[GOAL]: Copy out every line of the material from its start through the line containing "[[614, 682], [567, 641]]", inclusive, and increase each coordinate in the answers by 84.

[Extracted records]
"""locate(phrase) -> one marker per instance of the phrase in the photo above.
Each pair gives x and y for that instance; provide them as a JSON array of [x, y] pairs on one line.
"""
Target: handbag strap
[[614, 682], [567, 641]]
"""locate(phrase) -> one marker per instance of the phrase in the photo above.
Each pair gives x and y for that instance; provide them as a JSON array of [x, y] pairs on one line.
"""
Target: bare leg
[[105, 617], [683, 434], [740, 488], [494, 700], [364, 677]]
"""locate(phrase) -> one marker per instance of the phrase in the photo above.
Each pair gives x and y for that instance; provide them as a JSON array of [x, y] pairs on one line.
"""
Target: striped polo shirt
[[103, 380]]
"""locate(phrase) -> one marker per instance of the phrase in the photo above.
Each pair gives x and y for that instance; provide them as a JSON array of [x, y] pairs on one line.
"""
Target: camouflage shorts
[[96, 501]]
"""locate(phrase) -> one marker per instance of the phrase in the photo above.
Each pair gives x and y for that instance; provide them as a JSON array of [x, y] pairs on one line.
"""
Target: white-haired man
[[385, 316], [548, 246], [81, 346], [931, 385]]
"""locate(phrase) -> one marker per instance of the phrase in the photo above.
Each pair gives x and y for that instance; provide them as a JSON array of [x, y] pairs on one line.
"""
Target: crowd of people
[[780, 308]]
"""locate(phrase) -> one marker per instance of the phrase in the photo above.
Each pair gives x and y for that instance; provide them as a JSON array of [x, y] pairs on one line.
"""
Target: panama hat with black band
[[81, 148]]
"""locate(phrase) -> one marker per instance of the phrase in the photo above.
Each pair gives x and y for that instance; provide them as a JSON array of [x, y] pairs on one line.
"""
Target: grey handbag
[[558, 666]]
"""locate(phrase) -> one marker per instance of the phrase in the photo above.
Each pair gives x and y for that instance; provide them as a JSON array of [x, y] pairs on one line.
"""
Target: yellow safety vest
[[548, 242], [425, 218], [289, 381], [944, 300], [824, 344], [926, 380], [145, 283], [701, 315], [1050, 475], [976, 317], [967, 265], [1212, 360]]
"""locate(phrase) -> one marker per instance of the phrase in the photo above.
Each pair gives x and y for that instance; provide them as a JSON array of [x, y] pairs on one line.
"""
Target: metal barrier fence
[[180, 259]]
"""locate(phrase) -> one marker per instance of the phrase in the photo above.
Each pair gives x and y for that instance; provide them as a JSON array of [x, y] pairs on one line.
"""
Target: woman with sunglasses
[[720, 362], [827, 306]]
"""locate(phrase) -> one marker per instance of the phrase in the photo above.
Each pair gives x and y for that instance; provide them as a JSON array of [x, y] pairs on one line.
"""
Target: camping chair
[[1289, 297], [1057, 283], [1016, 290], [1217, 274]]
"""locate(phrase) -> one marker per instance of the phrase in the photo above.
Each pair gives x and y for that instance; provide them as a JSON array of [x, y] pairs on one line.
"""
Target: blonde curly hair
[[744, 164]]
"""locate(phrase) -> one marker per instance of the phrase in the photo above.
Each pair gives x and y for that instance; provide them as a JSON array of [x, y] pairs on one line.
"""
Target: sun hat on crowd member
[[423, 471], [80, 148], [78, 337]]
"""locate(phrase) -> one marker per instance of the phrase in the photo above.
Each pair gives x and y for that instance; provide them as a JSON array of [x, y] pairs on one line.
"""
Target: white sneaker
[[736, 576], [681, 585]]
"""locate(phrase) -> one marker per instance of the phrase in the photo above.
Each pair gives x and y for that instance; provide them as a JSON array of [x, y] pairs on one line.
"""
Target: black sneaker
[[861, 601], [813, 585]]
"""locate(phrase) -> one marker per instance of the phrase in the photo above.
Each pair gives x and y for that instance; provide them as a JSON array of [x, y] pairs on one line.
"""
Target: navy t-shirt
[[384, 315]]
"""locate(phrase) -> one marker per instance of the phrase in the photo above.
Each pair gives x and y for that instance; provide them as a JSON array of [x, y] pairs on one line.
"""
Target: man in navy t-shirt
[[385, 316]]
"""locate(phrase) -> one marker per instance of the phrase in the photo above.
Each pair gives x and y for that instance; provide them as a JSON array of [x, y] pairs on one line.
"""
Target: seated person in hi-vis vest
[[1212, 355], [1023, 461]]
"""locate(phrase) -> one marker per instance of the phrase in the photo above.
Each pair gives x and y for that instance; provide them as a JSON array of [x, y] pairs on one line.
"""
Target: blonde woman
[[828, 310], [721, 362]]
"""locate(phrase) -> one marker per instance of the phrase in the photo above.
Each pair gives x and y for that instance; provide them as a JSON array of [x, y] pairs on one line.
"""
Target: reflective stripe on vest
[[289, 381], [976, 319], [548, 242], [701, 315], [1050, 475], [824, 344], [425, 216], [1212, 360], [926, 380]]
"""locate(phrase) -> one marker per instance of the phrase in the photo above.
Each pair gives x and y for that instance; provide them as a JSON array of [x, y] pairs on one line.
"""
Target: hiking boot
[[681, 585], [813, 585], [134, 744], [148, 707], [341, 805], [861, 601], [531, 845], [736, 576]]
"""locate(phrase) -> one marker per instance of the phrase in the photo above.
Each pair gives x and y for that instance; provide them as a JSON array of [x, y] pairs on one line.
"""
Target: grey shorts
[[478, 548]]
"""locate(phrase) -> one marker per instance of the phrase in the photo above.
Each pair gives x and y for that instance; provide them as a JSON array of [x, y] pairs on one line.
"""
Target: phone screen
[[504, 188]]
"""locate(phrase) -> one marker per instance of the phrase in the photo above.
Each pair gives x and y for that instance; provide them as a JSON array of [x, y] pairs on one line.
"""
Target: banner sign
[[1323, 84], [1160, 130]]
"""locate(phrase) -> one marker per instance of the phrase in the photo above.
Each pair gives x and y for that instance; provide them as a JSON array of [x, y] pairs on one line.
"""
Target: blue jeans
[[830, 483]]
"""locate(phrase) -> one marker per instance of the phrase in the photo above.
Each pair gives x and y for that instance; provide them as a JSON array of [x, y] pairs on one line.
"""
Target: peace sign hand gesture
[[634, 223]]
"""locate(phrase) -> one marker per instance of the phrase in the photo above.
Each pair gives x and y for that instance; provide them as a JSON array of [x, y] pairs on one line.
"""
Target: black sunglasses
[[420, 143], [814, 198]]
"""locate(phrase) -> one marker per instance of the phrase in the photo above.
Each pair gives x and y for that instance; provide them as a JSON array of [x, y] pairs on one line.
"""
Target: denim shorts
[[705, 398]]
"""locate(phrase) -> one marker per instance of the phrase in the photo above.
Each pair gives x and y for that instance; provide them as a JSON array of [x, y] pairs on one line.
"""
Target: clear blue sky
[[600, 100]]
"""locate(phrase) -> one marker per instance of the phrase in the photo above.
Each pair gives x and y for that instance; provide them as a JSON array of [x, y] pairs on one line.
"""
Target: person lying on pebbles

[SOLUTION BELOW]:
"""locate(phrase) -> one marker per instance of the phrase in the photo above.
Each pair gives x and y for that instance; provide them as a JSON array of [x, y] pairs on one line.
"""
Target: handbag strap
[[698, 766], [651, 725]]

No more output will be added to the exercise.